Saved entries:
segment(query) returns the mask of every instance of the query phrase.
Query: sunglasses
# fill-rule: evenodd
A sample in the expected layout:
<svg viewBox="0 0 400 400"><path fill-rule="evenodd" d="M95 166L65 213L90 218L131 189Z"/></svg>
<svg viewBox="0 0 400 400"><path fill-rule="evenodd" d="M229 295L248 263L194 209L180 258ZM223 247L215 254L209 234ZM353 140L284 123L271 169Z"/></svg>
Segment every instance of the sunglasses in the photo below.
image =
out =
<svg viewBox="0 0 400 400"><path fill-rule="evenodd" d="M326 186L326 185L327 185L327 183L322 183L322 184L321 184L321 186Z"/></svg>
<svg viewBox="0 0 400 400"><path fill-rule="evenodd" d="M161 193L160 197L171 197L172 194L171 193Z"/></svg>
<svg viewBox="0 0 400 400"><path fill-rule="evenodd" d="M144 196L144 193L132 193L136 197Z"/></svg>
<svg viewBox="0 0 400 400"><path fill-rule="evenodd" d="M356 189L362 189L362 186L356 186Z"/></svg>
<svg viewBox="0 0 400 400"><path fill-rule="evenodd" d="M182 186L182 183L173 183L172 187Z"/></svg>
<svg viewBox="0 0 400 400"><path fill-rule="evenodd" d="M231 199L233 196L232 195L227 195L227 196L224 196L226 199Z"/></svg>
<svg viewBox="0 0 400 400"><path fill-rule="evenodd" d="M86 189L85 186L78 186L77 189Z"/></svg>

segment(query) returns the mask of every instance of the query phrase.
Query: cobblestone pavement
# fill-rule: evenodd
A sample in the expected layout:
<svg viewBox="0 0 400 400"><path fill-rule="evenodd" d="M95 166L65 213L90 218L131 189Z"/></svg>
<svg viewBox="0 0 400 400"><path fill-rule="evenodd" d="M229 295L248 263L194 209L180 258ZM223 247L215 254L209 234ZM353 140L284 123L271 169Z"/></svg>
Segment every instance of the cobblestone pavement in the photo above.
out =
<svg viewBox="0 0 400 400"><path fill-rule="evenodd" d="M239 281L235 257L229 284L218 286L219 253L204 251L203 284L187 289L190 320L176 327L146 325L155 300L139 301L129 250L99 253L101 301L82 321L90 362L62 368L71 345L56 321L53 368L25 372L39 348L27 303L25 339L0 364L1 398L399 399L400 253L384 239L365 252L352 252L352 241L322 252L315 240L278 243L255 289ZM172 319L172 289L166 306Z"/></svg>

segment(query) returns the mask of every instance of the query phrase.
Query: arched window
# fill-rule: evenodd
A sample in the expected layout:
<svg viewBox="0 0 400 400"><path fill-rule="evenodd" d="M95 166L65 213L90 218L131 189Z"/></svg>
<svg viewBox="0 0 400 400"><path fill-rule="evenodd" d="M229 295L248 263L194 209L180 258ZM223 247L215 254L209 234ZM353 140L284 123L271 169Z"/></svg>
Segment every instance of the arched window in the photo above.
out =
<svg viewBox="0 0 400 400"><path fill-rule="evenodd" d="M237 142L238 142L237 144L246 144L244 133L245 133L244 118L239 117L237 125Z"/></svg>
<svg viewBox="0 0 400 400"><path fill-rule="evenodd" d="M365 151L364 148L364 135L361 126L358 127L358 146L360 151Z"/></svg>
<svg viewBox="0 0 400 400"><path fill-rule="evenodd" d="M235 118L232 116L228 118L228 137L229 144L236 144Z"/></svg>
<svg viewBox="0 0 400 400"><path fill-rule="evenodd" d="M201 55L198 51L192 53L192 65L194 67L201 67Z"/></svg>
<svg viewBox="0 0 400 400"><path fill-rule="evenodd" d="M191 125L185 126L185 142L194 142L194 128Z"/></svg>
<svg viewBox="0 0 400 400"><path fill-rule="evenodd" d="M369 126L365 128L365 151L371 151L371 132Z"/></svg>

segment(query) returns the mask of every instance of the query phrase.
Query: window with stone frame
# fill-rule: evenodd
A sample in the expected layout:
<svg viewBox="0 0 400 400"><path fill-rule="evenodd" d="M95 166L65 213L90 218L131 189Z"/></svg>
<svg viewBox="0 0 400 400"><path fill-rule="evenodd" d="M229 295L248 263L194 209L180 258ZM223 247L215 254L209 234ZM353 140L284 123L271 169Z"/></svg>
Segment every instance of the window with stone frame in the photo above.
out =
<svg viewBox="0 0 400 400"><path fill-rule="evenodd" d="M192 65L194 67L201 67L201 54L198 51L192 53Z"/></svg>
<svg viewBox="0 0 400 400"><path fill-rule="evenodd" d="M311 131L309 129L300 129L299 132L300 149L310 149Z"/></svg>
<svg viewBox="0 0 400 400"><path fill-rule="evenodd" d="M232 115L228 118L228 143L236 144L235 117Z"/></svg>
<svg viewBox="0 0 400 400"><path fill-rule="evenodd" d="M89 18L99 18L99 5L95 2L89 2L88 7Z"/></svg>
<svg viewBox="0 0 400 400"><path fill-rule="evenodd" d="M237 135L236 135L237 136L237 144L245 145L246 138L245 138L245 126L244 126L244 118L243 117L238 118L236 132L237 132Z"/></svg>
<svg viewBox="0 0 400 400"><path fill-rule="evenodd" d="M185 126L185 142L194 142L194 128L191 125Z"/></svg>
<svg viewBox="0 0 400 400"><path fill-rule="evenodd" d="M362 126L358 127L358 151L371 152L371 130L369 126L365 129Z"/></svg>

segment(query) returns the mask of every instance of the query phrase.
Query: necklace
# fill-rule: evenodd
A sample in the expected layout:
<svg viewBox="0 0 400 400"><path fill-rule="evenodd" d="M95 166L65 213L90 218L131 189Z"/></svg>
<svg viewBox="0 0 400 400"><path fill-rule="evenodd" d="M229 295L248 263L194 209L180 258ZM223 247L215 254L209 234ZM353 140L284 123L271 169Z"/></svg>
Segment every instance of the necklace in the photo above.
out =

The problem:
Scan the data for the word "sunglasses" and copy every line where it shows up.

Response below:
Query: sunglasses
Segment every instance of the sunglasses in the photo below.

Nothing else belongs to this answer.